# DIRECTIONS FOR THIS TASK
Lines holding the string "brown" are the ones to copy; find them all in the data.

(Entries taken from a collection)
------------------------------------------------------------------------

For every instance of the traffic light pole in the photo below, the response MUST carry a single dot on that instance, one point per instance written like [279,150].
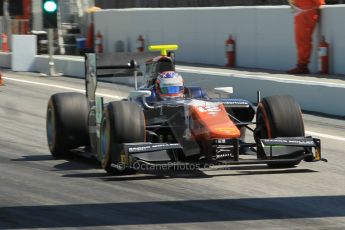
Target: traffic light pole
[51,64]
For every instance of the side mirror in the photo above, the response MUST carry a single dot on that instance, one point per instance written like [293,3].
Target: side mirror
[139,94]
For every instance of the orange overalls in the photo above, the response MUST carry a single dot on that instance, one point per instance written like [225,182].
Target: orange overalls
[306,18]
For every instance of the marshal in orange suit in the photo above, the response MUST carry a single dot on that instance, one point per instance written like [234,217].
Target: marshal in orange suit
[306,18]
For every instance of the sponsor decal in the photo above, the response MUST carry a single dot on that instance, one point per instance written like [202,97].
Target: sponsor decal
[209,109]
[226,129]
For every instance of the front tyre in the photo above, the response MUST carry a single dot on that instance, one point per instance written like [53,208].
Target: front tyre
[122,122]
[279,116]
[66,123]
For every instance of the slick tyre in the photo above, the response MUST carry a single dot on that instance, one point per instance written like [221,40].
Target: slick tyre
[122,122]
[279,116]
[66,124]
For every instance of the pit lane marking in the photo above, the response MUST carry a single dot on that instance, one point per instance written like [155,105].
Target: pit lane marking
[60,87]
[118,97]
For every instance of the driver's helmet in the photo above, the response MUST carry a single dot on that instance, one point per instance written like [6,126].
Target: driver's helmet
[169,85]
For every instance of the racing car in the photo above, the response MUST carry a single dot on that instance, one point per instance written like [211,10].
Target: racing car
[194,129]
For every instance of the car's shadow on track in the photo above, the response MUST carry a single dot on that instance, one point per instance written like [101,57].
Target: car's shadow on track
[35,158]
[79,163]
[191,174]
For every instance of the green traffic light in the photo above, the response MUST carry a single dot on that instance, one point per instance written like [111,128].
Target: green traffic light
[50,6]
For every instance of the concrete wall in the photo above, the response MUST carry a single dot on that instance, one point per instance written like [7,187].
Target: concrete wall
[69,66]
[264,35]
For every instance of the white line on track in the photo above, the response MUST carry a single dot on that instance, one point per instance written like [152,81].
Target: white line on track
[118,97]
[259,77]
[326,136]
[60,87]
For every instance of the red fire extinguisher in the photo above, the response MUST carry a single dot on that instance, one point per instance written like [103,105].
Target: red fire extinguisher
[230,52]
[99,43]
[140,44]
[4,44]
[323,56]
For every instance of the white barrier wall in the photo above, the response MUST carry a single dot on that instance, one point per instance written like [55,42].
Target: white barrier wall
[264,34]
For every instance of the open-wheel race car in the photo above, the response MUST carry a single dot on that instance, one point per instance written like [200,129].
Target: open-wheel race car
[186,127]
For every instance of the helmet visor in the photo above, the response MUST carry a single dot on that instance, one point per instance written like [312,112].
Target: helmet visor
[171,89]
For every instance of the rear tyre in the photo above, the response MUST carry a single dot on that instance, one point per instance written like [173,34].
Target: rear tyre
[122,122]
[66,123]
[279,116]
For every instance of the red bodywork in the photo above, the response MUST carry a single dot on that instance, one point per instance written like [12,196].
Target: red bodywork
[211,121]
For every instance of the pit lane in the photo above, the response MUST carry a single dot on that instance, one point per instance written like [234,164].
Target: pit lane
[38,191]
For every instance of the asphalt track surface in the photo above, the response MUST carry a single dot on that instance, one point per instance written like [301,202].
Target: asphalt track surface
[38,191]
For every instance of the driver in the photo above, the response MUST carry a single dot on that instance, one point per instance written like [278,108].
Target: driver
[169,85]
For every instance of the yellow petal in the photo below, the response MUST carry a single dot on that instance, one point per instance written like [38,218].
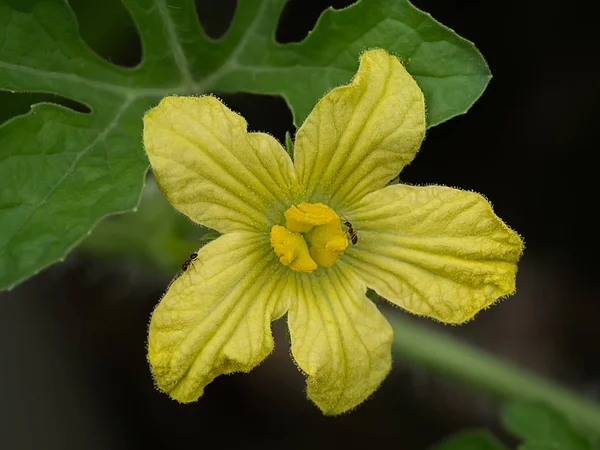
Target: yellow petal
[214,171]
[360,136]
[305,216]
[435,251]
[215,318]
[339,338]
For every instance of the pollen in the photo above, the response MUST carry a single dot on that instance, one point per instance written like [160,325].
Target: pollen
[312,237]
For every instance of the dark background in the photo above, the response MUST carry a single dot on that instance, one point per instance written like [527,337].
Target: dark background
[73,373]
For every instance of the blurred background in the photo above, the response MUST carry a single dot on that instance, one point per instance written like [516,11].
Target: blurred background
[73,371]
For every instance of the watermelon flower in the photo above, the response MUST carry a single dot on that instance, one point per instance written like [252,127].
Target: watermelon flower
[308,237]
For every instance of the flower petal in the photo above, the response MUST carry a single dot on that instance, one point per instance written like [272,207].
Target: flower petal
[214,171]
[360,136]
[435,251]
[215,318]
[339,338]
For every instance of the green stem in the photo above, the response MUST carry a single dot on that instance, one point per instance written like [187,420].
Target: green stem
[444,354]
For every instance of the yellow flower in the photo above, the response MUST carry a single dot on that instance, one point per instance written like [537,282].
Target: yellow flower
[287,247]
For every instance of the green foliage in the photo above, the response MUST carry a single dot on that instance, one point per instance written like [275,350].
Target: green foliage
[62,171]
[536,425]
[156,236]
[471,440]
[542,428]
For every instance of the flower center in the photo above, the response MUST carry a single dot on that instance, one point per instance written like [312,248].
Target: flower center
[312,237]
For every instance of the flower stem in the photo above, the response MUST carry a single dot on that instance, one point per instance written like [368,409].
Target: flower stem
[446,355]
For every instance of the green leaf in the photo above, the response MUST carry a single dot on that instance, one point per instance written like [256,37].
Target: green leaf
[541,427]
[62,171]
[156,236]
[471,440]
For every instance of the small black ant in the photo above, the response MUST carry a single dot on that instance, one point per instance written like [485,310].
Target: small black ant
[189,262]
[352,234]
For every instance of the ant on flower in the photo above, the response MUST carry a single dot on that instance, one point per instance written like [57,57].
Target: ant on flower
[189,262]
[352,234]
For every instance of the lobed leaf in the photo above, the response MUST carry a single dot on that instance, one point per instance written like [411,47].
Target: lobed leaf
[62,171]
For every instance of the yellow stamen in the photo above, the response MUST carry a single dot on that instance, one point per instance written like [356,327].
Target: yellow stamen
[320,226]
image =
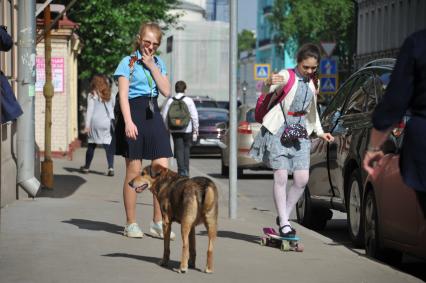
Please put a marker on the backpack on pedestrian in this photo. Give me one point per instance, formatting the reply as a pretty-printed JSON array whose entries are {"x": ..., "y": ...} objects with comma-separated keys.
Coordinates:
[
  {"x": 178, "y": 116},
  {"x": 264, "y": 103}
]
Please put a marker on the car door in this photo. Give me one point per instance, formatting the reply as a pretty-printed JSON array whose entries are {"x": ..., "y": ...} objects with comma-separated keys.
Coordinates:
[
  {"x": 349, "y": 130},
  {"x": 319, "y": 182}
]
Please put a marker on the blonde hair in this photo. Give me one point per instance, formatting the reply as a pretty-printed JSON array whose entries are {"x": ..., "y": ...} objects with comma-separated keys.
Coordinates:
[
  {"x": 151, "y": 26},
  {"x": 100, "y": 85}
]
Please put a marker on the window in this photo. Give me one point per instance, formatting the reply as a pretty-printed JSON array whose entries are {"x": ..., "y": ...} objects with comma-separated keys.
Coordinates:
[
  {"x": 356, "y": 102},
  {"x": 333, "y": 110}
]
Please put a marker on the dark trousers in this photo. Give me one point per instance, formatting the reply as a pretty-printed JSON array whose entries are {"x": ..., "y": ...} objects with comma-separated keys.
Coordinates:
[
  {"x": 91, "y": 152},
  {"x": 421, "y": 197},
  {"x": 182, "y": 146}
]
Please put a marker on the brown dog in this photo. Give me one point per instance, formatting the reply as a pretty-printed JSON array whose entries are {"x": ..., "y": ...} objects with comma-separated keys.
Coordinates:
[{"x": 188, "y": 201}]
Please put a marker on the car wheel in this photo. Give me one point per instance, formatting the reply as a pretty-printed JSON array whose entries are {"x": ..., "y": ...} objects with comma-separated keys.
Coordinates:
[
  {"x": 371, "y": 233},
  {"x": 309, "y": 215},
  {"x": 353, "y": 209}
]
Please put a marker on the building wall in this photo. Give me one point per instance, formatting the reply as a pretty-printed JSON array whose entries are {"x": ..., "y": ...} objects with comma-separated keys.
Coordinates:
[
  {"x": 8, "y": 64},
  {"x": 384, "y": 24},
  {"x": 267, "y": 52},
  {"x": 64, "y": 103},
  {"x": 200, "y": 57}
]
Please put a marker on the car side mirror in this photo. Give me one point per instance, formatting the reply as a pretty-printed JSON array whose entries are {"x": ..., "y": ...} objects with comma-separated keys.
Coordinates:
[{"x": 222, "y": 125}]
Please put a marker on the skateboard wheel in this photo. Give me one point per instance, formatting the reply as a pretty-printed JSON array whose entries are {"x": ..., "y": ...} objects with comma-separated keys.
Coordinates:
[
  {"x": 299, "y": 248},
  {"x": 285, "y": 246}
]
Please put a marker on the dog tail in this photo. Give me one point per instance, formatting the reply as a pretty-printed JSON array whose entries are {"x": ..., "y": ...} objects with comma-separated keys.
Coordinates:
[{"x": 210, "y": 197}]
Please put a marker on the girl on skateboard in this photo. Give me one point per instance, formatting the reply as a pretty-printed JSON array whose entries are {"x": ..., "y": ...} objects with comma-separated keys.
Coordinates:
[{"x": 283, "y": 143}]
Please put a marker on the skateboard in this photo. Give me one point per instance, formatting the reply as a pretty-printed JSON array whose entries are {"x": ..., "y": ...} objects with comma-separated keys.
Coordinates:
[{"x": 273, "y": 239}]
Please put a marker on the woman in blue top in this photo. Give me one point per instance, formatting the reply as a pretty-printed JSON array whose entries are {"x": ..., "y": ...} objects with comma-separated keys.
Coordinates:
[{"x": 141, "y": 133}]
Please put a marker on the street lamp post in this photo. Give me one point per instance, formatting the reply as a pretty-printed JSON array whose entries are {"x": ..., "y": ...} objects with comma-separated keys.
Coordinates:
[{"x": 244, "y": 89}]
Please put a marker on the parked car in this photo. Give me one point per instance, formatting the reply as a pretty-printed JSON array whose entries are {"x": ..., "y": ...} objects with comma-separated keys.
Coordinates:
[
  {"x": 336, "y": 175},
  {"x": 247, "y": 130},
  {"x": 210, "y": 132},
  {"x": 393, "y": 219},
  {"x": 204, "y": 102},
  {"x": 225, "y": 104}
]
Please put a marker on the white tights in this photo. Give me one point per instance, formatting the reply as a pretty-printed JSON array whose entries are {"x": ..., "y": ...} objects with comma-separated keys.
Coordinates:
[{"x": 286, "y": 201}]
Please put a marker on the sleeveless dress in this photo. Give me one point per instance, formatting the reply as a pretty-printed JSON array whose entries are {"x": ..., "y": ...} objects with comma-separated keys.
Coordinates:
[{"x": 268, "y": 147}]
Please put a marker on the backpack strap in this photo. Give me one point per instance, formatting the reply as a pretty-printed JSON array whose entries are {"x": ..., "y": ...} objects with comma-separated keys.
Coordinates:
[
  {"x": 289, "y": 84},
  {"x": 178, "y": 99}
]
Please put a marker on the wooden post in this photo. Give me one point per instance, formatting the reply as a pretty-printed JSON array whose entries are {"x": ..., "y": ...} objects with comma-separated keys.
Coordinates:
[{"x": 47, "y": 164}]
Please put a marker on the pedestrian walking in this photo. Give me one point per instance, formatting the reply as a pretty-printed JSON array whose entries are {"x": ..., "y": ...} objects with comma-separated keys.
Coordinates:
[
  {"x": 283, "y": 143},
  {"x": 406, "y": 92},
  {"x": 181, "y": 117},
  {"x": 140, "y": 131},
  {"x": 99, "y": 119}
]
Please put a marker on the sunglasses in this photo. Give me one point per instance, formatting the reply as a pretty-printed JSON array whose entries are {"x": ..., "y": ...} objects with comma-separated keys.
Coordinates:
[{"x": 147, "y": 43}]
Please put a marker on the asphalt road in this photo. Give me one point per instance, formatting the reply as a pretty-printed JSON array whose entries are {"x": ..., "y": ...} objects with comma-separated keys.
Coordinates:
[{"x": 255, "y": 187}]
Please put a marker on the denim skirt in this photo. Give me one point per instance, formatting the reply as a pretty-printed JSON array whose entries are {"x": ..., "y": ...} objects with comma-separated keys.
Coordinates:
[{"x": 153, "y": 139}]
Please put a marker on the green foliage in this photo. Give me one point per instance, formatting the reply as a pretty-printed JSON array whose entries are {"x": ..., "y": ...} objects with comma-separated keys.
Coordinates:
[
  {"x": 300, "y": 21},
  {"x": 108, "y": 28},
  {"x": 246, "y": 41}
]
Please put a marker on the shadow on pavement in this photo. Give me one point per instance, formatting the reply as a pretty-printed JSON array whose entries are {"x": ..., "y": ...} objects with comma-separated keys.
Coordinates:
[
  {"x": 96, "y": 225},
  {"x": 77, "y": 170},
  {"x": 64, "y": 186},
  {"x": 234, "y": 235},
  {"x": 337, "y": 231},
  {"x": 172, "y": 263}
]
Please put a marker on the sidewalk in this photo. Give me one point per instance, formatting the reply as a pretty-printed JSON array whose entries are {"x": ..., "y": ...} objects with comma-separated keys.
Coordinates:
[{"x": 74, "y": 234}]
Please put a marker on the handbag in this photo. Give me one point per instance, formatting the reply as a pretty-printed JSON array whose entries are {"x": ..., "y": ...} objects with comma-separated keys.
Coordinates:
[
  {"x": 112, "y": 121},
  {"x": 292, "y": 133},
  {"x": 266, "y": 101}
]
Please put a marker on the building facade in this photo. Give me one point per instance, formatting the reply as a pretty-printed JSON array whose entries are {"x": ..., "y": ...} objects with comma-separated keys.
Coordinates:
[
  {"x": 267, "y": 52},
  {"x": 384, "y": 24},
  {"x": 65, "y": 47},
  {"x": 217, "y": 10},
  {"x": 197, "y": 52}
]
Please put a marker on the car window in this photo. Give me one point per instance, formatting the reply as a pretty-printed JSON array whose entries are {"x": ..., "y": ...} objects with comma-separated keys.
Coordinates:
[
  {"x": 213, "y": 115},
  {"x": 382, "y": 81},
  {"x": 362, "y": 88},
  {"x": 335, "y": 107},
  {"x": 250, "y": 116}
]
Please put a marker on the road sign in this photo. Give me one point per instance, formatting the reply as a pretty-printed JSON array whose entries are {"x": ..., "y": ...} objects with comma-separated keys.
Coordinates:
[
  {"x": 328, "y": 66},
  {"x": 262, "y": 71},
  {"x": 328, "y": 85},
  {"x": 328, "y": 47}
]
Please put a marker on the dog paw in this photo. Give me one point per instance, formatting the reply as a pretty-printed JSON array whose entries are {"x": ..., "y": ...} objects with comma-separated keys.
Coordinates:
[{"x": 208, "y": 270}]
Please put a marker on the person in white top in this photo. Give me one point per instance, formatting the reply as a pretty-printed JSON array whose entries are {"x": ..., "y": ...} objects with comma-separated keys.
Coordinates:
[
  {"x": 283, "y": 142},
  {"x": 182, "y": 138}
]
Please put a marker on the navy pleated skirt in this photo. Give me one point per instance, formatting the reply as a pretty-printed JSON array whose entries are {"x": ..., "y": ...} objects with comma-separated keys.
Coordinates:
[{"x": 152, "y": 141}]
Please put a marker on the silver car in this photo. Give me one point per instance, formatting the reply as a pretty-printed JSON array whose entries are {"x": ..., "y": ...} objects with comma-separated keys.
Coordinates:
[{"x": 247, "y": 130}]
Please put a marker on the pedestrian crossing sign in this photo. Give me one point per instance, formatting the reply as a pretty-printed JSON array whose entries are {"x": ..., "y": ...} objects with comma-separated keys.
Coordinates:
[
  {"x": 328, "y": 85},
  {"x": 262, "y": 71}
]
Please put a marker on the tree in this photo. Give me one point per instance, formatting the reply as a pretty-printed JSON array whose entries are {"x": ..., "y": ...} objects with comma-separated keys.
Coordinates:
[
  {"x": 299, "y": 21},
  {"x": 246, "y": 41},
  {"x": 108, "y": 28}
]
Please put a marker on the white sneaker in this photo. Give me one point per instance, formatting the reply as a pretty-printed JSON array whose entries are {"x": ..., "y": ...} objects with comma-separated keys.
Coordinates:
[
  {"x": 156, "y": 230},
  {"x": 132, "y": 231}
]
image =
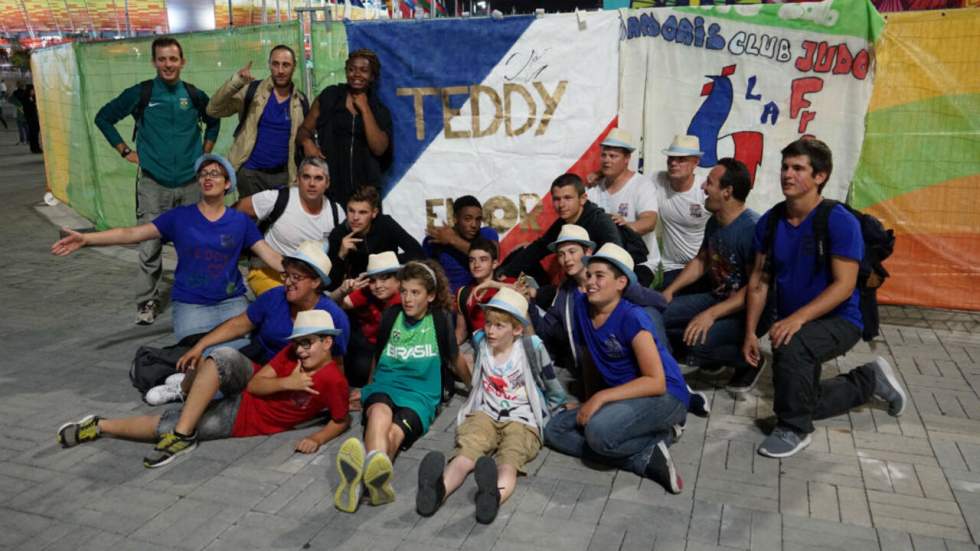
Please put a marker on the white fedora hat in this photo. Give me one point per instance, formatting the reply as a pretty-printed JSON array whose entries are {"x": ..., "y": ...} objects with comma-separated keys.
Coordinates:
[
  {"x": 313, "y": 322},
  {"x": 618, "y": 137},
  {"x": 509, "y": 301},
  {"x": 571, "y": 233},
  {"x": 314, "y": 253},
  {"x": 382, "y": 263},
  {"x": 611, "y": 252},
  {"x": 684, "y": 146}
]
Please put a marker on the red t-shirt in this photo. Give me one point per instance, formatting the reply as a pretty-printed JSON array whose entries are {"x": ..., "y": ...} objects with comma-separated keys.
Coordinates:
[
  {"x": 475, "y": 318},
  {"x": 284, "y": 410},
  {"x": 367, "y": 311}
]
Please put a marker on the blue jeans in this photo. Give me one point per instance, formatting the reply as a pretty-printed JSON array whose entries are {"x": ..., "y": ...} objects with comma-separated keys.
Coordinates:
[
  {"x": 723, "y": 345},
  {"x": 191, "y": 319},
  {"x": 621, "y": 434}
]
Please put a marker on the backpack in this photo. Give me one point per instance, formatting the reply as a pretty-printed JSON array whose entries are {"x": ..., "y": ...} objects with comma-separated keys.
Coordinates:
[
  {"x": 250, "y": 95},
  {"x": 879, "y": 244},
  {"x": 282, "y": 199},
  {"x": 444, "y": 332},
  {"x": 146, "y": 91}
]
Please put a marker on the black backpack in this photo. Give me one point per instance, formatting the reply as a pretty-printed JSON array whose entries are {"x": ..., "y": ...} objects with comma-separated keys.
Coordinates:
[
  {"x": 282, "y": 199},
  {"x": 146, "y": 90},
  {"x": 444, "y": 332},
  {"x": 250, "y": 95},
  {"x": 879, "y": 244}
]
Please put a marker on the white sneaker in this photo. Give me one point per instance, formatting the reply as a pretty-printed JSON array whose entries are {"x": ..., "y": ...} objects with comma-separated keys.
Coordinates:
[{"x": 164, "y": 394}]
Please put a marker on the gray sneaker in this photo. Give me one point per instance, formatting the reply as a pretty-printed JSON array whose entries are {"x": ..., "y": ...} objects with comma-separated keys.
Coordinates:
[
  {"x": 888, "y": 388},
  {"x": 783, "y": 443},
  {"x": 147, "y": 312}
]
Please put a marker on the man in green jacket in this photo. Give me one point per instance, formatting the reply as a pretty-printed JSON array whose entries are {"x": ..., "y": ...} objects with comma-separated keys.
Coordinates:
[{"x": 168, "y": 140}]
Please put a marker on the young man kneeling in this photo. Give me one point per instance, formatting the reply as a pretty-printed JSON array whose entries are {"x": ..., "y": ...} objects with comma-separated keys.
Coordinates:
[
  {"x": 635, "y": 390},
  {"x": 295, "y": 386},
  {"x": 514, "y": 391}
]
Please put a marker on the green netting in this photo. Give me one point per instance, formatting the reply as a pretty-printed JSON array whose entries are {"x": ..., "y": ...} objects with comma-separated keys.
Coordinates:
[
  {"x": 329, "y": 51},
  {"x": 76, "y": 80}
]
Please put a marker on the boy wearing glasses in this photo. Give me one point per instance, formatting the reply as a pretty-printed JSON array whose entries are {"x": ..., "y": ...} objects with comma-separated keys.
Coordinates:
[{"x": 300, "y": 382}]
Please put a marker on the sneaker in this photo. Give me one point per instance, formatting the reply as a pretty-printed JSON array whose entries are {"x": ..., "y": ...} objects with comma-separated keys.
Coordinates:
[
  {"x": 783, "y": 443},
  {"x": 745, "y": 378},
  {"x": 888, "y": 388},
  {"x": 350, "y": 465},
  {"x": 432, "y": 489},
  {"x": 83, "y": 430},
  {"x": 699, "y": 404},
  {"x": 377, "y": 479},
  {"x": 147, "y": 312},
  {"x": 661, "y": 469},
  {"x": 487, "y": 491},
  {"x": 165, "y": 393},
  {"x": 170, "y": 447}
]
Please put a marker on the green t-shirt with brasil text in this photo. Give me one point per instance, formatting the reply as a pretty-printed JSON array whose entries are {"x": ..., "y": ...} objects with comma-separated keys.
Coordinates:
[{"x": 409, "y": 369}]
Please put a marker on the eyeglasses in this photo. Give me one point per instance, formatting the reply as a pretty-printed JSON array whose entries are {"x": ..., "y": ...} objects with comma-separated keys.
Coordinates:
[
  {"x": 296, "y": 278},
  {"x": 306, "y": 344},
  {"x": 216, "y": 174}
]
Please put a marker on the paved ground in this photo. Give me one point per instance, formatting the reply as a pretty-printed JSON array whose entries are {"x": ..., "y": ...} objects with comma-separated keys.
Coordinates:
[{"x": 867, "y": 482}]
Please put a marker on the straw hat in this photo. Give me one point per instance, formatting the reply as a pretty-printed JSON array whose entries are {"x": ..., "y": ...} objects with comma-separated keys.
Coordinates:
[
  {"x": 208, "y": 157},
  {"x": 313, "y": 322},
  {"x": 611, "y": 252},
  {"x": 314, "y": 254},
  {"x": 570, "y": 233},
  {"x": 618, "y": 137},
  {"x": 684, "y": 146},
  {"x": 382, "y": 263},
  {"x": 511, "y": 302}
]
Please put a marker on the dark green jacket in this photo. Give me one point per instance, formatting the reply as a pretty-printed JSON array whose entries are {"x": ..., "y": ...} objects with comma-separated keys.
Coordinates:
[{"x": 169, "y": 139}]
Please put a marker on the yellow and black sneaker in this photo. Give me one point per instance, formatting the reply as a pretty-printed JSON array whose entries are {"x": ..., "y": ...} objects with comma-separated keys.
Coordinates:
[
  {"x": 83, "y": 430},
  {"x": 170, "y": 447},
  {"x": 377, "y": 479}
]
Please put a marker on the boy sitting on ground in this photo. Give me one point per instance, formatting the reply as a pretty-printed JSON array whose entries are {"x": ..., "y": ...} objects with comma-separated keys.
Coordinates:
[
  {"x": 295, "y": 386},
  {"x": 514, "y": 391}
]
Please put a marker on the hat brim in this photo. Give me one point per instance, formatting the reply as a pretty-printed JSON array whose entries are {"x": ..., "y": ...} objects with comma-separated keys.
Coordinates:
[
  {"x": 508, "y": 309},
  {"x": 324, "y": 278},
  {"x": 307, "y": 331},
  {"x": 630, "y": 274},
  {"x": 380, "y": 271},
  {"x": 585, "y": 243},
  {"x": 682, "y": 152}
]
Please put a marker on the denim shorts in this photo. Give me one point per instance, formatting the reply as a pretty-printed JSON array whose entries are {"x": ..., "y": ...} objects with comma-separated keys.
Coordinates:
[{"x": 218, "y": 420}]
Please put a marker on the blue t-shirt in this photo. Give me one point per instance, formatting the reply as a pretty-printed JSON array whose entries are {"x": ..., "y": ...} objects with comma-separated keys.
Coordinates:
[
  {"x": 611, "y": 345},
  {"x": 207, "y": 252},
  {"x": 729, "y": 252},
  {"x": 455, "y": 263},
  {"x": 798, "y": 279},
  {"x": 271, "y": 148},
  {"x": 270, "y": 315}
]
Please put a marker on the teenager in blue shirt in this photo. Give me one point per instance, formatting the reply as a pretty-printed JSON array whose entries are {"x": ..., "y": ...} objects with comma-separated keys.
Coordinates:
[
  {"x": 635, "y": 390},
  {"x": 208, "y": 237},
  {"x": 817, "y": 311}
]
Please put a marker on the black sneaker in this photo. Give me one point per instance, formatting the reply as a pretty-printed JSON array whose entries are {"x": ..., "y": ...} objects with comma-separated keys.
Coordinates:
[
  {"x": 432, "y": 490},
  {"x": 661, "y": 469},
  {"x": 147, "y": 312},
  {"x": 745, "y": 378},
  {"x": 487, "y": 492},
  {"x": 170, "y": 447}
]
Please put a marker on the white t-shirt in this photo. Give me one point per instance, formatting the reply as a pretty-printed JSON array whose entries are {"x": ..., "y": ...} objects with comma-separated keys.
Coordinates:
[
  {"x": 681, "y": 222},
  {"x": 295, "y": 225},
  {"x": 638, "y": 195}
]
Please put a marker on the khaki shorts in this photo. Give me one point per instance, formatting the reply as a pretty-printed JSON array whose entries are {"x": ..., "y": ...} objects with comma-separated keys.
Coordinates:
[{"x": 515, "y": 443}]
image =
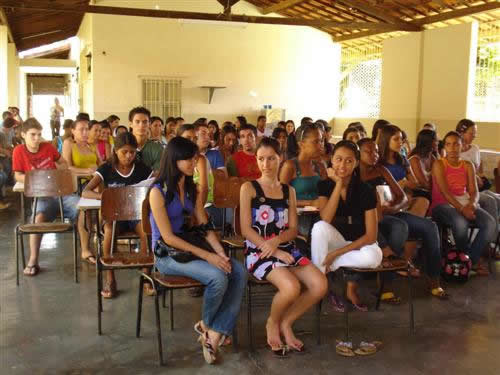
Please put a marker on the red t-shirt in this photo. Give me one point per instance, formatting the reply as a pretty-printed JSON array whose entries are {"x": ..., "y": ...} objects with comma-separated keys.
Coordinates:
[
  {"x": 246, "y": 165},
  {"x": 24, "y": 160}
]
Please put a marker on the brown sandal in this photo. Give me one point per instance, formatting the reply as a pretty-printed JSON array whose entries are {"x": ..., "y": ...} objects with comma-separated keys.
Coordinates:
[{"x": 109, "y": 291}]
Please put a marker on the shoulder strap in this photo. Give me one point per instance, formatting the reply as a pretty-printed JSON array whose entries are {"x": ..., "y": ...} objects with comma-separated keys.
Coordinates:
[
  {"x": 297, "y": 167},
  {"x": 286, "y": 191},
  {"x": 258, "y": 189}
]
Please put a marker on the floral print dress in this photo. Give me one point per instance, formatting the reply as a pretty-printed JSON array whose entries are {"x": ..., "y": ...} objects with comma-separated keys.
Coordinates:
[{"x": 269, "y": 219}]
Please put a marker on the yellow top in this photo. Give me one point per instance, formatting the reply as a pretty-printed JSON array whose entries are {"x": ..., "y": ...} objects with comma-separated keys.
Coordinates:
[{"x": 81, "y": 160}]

------------------------------------------------------------------------

# OUTPUT FOR THIS EXERCISE
Please put a marker on the brown dog in this photo. Give me one point per instance, formatting the reply as a pretty-printed JSON array whose entries are {"x": ..., "y": ...} objects with comma-separated keys.
Please put a marker on the brown sandal in this photo. Give me one point per instance, formatting the reply as a pretty-printed JSON array whose entries are {"x": ..., "y": ...} objects with comma-separated keys.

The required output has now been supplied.